| Requirement |
Once the line with "[locate] woman in" is found in the entries below, repeat it and each following line exactly, up to and including the line with "[locate] black metal". Add no other lines.
*** Records for the task ***
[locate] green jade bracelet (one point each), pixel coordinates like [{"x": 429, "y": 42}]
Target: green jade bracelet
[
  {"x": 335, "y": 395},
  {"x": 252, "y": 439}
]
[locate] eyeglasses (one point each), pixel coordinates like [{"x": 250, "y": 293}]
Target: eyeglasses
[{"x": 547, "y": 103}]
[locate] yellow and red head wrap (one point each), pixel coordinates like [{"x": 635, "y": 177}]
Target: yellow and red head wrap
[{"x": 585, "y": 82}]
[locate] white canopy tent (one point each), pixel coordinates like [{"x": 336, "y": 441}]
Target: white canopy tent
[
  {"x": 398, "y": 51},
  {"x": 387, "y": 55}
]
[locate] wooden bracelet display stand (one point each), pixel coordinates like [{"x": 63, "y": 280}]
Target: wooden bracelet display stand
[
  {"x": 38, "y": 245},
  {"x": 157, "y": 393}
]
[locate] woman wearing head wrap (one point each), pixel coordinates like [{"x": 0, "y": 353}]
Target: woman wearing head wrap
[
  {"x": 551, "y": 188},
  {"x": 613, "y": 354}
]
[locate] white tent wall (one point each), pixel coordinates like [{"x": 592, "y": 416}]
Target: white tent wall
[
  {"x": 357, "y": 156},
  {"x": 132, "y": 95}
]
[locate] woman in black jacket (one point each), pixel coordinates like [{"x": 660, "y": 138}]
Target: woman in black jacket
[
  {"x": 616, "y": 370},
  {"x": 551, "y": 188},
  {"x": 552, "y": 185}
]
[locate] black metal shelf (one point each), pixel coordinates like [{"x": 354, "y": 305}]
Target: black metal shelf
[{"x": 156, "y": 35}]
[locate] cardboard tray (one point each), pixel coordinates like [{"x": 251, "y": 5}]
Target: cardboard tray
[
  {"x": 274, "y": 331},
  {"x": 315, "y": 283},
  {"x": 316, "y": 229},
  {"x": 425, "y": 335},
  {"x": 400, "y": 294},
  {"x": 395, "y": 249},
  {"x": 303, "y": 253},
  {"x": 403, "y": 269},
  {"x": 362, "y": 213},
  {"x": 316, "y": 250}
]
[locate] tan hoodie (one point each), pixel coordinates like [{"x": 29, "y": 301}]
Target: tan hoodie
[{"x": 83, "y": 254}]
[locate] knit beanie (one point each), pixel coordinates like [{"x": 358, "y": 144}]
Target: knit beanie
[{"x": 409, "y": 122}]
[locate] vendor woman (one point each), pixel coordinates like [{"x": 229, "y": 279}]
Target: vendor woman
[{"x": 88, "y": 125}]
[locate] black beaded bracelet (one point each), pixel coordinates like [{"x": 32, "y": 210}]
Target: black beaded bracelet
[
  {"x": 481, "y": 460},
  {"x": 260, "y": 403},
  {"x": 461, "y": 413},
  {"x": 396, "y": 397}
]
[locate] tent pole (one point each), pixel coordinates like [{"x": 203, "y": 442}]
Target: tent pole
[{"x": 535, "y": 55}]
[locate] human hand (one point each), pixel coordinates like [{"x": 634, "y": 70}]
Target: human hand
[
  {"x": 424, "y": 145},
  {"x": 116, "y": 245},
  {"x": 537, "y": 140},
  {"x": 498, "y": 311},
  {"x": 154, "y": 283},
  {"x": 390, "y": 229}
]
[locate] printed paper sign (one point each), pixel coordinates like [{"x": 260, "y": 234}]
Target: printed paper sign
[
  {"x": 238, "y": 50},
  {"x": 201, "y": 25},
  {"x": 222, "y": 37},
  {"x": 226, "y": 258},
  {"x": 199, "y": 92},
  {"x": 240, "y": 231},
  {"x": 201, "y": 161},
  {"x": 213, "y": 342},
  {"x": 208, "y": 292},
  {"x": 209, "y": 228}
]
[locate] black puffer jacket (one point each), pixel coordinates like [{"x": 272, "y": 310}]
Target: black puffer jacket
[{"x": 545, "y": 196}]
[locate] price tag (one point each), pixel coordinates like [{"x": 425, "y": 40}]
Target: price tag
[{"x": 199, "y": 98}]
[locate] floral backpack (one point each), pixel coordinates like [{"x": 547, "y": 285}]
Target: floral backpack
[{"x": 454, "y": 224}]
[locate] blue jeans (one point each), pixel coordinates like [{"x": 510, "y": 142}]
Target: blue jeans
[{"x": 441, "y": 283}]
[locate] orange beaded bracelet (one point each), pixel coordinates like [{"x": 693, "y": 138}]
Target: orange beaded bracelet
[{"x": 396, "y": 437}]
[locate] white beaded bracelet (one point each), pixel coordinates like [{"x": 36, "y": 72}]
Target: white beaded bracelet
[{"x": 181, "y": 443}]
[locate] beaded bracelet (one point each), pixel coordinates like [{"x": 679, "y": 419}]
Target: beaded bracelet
*** End of Records for the task ***
| Written solution |
[locate] woman in black jacket (one point each), pixel coordinates like [{"x": 660, "y": 138}]
Target: woman in black jacket
[
  {"x": 616, "y": 370},
  {"x": 551, "y": 188},
  {"x": 552, "y": 185}
]
[locate] black metal shelf (one point each), pixel coordinates like [{"x": 354, "y": 305}]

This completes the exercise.